What is being asked — Retype every record below exactly as it appears.

++++++

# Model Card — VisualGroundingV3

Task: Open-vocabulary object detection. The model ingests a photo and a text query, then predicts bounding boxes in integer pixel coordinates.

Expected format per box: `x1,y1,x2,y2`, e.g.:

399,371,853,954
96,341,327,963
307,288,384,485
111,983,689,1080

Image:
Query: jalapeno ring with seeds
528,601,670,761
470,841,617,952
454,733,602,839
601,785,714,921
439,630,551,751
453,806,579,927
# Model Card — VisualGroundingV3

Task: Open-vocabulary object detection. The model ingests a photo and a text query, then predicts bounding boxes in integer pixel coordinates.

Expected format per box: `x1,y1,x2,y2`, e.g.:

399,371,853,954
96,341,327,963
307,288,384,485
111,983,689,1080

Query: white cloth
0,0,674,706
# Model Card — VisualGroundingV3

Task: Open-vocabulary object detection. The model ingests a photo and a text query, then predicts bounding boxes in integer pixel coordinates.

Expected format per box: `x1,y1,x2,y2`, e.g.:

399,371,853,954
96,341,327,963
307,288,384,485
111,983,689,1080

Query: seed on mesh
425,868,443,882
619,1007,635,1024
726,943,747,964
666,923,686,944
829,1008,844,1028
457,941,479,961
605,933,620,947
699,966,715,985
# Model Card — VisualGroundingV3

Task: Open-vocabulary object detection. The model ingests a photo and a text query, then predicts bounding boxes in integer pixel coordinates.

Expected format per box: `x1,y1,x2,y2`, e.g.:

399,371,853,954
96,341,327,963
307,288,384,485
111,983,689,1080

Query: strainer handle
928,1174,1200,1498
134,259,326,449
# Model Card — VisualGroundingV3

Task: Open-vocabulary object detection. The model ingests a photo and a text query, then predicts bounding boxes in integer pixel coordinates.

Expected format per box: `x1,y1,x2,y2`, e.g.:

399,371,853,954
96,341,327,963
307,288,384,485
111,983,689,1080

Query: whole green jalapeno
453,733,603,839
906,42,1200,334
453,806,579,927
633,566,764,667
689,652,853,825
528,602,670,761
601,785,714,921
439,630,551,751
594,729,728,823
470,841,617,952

++++++

Answer for the task —
# Model Card — VisualGroundingV3

Task: Open-vocabulary object detection. The model ingests a photo and a text query, then predicts bounding boxes in integer pixel coordinates.

Expected format per box: `x1,y1,x2,y2`, e.g.:

399,371,853,954
96,341,327,963
307,288,384,485
111,983,689,1080

Image:
Query: jalapeno ring with seeds
528,601,670,761
470,841,617,952
454,733,602,839
601,785,714,921
439,630,551,751
453,806,579,927
# Model Card — VisualGroundingV3

Task: Open-vocabulary object detection. The model ingests a photo and a text query, then predicts bounding boxes in integer pixel coordinates.

Expected format per box: `x1,y1,x2,y2`, e.g.:

399,371,853,954
96,341,327,963
307,288,384,485
111,983,689,1080

Query: white cloth
0,0,674,706
# Model Card — VisualGroundingV3

Task: Open-vocabulary object detection. The model ingests a photo and a text query, then predicts bounding boxes in integer pixel coordinates.

Expected format per box: `x1,y1,x2,y2`, e.g.:

399,371,853,954
96,341,327,963
307,288,384,485
111,983,689,1080

Query: seed on mesh
425,868,443,882
619,1007,635,1024
726,943,747,964
666,923,686,944
829,1008,844,1028
457,941,479,961
605,933,620,947
699,966,715,985
# Model Card — VisualGroundingV3

Task: Open-vocabulary object detection. The model ingests a photo and a text query, then predicts bounding boxes in integer pixel coordinates.

Expected format per box: `x1,y1,x2,y2`, e.g.:

399,371,853,954
96,341,327,963
307,288,384,485
111,983,689,1080

Query: strainer handle
928,1174,1200,1498
134,259,326,449
# Model Card — VisualGroundingV3

Task: Open-vocabulary object detection. The model ingests a photo and a text query, then predicts bounding boxes in integer pixel coordinates.

Expected format per box: `x1,y1,x2,y2`, e.g.:

399,371,853,954
96,341,327,963
307,288,384,485
111,983,689,1080

Query: whole green jalapeno
453,733,603,839
906,42,1200,334
453,806,579,927
633,566,764,667
689,652,853,825
528,602,670,761
601,785,714,921
439,630,551,751
594,729,728,823
470,841,617,952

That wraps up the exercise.